• _GIVEN EXERCISE_: Arrange the lines of the records below as a JSON list of strings, one string per line, skipping blank lines. Leave the pictures out of the answer.

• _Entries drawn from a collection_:
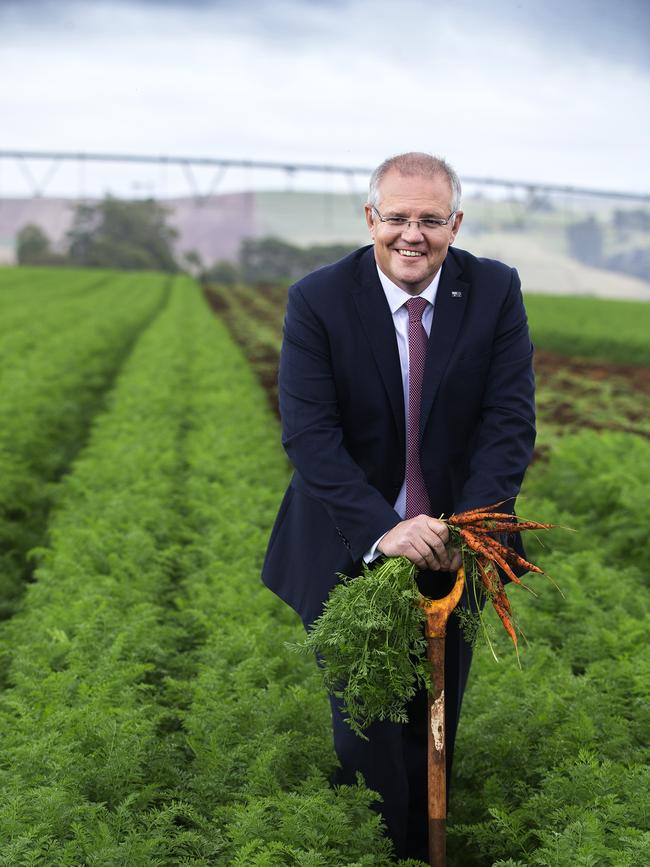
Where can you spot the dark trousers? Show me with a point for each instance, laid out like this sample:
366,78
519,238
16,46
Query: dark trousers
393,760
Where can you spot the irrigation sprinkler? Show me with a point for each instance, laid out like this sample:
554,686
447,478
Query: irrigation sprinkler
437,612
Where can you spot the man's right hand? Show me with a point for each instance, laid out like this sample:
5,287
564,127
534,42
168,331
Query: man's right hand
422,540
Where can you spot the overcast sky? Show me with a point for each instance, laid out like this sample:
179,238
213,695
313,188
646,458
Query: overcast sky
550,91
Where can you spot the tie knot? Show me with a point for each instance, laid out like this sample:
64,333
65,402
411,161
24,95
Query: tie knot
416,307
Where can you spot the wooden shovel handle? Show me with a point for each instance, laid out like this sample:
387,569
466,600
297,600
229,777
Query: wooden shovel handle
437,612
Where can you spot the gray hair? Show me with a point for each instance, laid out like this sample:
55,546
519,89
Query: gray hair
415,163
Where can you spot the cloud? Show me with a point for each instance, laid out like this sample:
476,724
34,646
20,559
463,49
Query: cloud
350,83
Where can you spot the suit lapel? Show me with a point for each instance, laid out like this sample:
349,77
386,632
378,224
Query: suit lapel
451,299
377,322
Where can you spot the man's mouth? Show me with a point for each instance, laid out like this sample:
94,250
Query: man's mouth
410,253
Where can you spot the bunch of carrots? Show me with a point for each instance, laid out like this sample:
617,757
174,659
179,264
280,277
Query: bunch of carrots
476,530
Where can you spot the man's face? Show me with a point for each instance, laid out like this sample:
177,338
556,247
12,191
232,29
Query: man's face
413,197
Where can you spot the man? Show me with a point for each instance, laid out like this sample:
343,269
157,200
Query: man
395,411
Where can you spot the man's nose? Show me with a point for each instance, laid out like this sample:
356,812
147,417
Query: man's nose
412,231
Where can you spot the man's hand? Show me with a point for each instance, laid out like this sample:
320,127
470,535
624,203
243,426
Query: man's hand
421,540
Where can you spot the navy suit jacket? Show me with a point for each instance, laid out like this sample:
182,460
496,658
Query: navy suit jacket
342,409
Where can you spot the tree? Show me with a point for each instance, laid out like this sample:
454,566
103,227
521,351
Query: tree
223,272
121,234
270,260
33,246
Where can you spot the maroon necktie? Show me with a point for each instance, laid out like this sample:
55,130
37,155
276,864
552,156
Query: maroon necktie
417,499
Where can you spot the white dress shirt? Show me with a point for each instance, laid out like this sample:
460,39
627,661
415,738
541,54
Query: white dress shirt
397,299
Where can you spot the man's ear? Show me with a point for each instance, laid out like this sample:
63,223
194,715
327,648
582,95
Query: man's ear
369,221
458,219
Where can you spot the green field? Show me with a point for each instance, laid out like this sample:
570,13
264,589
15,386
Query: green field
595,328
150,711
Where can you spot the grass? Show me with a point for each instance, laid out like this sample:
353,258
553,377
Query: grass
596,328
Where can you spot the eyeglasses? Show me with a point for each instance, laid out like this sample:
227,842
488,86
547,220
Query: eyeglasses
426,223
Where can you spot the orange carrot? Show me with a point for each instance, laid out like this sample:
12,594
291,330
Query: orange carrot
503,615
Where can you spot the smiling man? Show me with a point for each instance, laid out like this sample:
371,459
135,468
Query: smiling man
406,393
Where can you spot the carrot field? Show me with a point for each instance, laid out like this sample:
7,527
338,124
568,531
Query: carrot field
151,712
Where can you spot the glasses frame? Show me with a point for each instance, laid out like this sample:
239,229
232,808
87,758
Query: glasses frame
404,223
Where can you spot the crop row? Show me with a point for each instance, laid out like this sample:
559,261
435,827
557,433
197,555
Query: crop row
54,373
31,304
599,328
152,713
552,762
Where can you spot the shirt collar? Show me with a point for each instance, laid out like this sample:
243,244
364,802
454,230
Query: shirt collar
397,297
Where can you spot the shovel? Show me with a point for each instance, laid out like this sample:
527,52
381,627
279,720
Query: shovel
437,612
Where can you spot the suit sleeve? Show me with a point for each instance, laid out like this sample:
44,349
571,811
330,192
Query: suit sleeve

• _ANSWER TO THE EXERCISE_:
[
  "Where can you spot the dark trousers? Show me with a point for each instance, laid out like this sample:",
  "366,78",
  "519,238",
  "16,46",
  "Query: dark trousers",
  "393,760",
  "Where can you spot the irrigation sprinkler? Show me with a point for each instance, laid out like this sample:",
  "554,686",
  "447,478",
  "Query: irrigation sprinkler",
  "437,612",
  "Where can you spot the man's right hand? Show me with a point for each instance, laid out like this sample:",
  "5,287",
  "564,127",
  "534,42",
  "168,331",
  "Query: man's right hand",
  "422,540",
  "Where can you spot the overcast sky? Show me with a point for each instance, laid out like this sample:",
  "179,238",
  "213,695",
  "313,188",
  "646,458",
  "Query: overcast sky",
  "550,91",
  "Where can you spot the tie knot? Show me with a point for each instance, laid out like this sample:",
  "64,333",
  "65,402",
  "411,161",
  "24,95",
  "Query: tie knot",
  "416,307",
  "Where can you spot the wooden shovel handle? Show me with a point for each instance, laid out like this sample:",
  "387,569",
  "466,600",
  "297,600",
  "229,777",
  "Query: wooden shovel handle",
  "437,612",
  "Where can you spot the gray hair? Show me with a point for each instance, laid out like this sample:",
  "55,546",
  "519,89",
  "Query: gray hair",
  "415,163",
  "Where can you spot the cloud? Show me with a point for each instance, laid out like this sample:",
  "476,724",
  "34,646",
  "20,559",
  "463,49",
  "Query: cloud",
  "350,83",
  "Where can you spot the suit lapel? Show me with a point for each instance, laid out like this sample:",
  "349,77",
  "386,632",
  "378,224",
  "Query: suit lapel",
  "451,299",
  "377,322",
  "Where can you spot the man's mouth? Show me with a point for each instance, laid out like this sample:",
  "94,250",
  "Query: man's mouth",
  "410,253",
  "Where can you spot the bunch of carrots? Show me with a point for each instance, laid out like this sample:",
  "617,757",
  "174,659",
  "179,264",
  "280,277",
  "Query: bunch of carrots",
  "476,530",
  "Where can you spot the man's face? Show me with a point for each instance, laid out like this sample:",
  "177,338",
  "556,247",
  "12,191",
  "232,29",
  "Query: man's face",
  "413,197",
  "Where can you spot the man? Show me with a point for each instance, laid out like this sample:",
  "343,269",
  "157,200",
  "Query: man",
  "395,411",
  "Where can you spot the man's nose? Show me with a point for each instance, laid out like this sample:",
  "356,812",
  "147,417",
  "Query: man's nose",
  "412,231",
  "Where can you spot the man's hand? Show me with a point for each instance, laid out like this sample:",
  "320,127",
  "470,535",
  "624,203",
  "243,426",
  "Query: man's hand",
  "421,540",
  "Where can you spot the navy suit jacket? Show me with a point for each instance, laid out like this sample:",
  "182,460",
  "496,658",
  "Query: navy suit jacket",
  "342,409",
  "Where can you spot the tree? Show me with a point for each instance, laid out like this sample:",
  "454,566",
  "103,227",
  "521,351",
  "Query: tree",
  "223,272",
  "121,234",
  "270,260",
  "33,246",
  "Where can you spot the maroon necktie? Show me with a point for each instance, laid out like this sample:",
  "55,130",
  "37,155",
  "276,864",
  "552,156",
  "Query: maroon necktie",
  "417,499",
  "Where can you spot the white dress shirt? Show me with a point for each instance, laid out like this sample:",
  "460,39",
  "627,661",
  "415,738",
  "541,54",
  "Query: white dress shirt",
  "397,299",
  "Where can you spot the man's ear? Show me with a point for each instance, laid out like this sample:",
  "63,223",
  "194,715",
  "327,648",
  "582,95",
  "Query: man's ear",
  "369,221",
  "458,219",
  "Where can you spot the green field? Show me with a point for each instance, laid out like this sample:",
  "570,13",
  "264,589",
  "15,386",
  "Query: green field",
  "595,328",
  "150,711",
  "Where can you spot the grass? Show me with a point for each instance, laid out like this sample:",
  "353,258",
  "553,377",
  "Query: grass",
  "596,328",
  "Where can you spot the eyeglasses? Show me with a point for each instance, laid out like this sample:",
  "227,842",
  "488,86",
  "547,220",
  "Query: eyeglasses",
  "426,223",
  "Where can you spot the orange carrot? Show me with a point for each instance, laid out like this sample:",
  "12,594",
  "291,330",
  "Query: orange carrot",
  "503,615",
  "Where can you spot the smiling man? Show me with a point for each instance, laid out like this sample:",
  "371,459",
  "135,468",
  "Query: smiling man",
  "406,393",
  "Where can you spot the carrot field? Show me with a point for each instance, laid out like this sample:",
  "7,527",
  "338,124",
  "568,531",
  "Query: carrot field",
  "151,712",
  "Where can you spot the glasses frame? Show me with a point for each instance, laid out like this sample:",
  "239,229",
  "232,808",
  "87,758",
  "Query: glasses frame",
  "404,223",
  "Where can you spot the crop row? Show me with a point for each instance, laid out like this sample:",
  "559,261",
  "435,827",
  "557,433",
  "197,555",
  "Query: crop row",
  "54,373",
  "31,304",
  "599,328",
  "152,713",
  "552,762",
  "Where can you spot the shirt collar? Show me with a point for each instance, laid out like this sample:",
  "243,244",
  "364,802",
  "454,230",
  "Query: shirt collar",
  "397,297",
  "Where can you spot the shovel? Show me with a point for each instance, laid out like this sample:",
  "527,52",
  "381,627",
  "279,720",
  "Query: shovel",
  "437,612",
  "Where can you spot the suit sleeve? Show me with a point for each instance, laid out like this sample:",
  "44,349",
  "571,811",
  "330,192",
  "Query: suit sleeve"
]